** Excerpted records **
::::
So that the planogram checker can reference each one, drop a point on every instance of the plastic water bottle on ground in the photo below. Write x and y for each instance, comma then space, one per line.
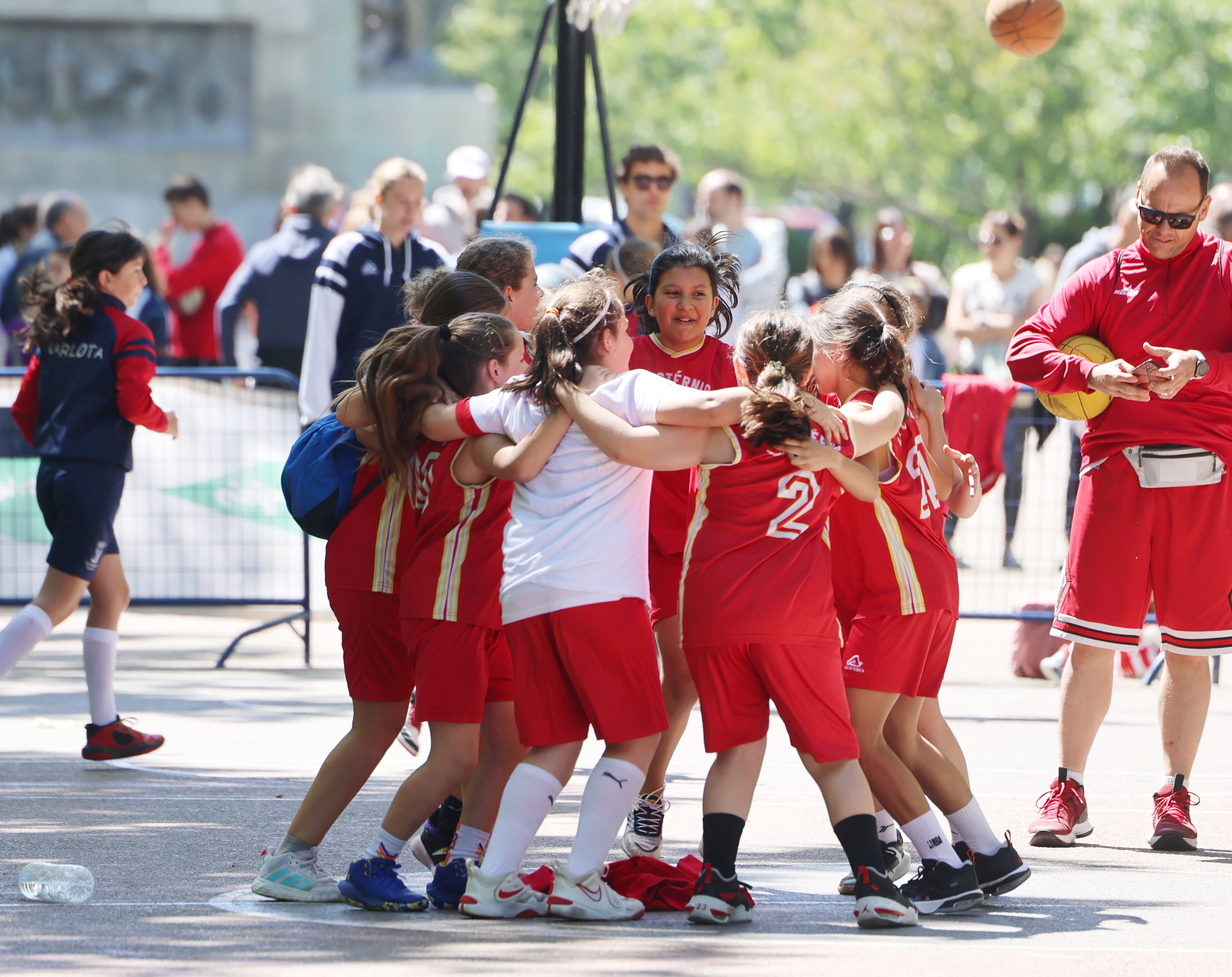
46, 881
::::
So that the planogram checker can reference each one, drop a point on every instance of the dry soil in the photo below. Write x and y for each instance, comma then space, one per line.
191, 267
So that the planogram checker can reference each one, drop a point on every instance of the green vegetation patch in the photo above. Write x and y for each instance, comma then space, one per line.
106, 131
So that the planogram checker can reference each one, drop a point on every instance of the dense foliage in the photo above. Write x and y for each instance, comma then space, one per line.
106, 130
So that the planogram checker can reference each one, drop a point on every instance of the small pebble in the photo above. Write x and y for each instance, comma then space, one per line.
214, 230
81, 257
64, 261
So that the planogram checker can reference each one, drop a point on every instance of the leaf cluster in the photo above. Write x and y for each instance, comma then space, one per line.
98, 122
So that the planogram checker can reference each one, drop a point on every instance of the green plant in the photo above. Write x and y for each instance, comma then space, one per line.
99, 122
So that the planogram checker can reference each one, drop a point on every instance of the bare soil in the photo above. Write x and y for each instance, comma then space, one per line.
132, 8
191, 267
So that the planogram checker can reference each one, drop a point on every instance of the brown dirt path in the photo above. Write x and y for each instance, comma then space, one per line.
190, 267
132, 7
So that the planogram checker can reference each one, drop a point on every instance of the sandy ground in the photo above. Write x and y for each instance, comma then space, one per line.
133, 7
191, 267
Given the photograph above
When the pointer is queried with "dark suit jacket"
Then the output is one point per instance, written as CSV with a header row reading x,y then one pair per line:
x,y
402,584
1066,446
::::
Would you please copy, word for word, everything above from the line containing "of the leaf" down to the line containing "When the pointer", those two lines included?

** Task result **
So that the planogram checker can reference each one, drop a point on every instance of the leaf cluster in the photo above. Write x and y for each instance, comma then space, one per line.
98, 122
So that the planogram checker can reference each one, drop a point on every instance of the green plant in the photo above. Write x and y for each instance, comma then space, one per line.
99, 122
So that the planogram checker can reference each one, drop a point on every instance of the bare soil in the photo above. Write x and y for each instance, comma then space, one per line.
132, 8
191, 267
So that the planogram checker can reference each one, drop a point on every instance of the brown dirt path in the photo above. Write x and y for each instance, comma then space, one per line.
190, 267
132, 7
So that the planogram checker can reference each one, drop a point on every instance of the sandy ground in the photo above. Write x and y for each instance, comma then space, one per line.
133, 7
191, 267
Given the photograph above
When the pointer is queried with "dark suit jacket"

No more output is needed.